Instructions for the task:
Write out all of the data below line for line, without changing anything.

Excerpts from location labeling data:
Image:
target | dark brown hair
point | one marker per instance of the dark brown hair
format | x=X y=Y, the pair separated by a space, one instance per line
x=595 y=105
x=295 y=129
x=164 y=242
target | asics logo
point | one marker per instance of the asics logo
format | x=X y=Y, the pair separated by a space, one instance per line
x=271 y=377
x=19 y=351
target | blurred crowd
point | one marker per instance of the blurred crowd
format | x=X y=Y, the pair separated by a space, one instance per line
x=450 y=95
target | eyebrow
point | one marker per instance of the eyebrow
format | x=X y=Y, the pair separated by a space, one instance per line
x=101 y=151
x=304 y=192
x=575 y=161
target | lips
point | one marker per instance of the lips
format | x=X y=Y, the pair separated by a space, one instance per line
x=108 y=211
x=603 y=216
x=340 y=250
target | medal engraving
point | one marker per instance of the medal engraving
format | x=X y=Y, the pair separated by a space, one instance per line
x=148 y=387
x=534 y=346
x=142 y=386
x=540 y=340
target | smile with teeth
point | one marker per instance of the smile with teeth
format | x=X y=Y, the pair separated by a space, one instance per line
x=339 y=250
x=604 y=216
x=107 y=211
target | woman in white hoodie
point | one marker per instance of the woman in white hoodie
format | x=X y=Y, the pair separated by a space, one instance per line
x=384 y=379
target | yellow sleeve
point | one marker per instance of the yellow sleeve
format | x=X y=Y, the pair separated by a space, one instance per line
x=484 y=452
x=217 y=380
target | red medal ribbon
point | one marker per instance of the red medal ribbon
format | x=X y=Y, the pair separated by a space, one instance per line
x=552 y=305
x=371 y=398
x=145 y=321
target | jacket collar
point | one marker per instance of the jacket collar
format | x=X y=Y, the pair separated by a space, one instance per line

Written response:
Image:
target | dark brown hair
point | one marker per instance of the dark brown hair
format | x=X y=Y, the pair separated by a space, one instance per line
x=595 y=105
x=295 y=129
x=164 y=242
target | asics logo
point | one marker per instance of the asics logo
format | x=X y=Y, the pair separated by a space, one instance per line
x=271 y=377
x=19 y=351
target | blurred crowd
point | one marker per instance of the blurred crowd
format | x=X y=Y, the pair separated by a space, one instance per line
x=450 y=95
target | eyebrow
point | one marker per instance of the eyebrow
format | x=X y=Y, the pair separated by a space, one instance per line
x=101 y=151
x=304 y=192
x=575 y=161
target | lips
point | one marker per instance of the lips
format | x=X y=Y, the pair separated by a space, one instance per line
x=108 y=211
x=603 y=216
x=340 y=250
target | medal engraving
point | one marker per instance of the medal engraving
format | x=X y=Y, the pair separated by a space, one instance per line
x=148 y=387
x=534 y=346
x=142 y=386
x=540 y=340
target | smile with teeth
point | one marker per instance of the smile with teeth
format | x=X y=Y, the pair separated by a space, one instance per line
x=339 y=250
x=604 y=216
x=107 y=211
target | woman in white hoodie
point | one marker per instance of the woman in white hoodie
format | x=X y=Y, the pair separated by a space, one instance per line
x=384 y=379
target | yellow sleeve
point | one marker per instance of the yellow sleeve
format | x=X y=Y, the pair separated by a space, one instance per line
x=484 y=452
x=217 y=380
target | red medal ribbon
point | one marker per instance of the red medal ribbon
format | x=X y=Y, the pair separated by a space, one instance per line
x=552 y=305
x=371 y=398
x=145 y=321
target | jacket collar
point | one marker per instance of the jacket collar
format | x=X y=Y, the pair separated by a space, one instance per line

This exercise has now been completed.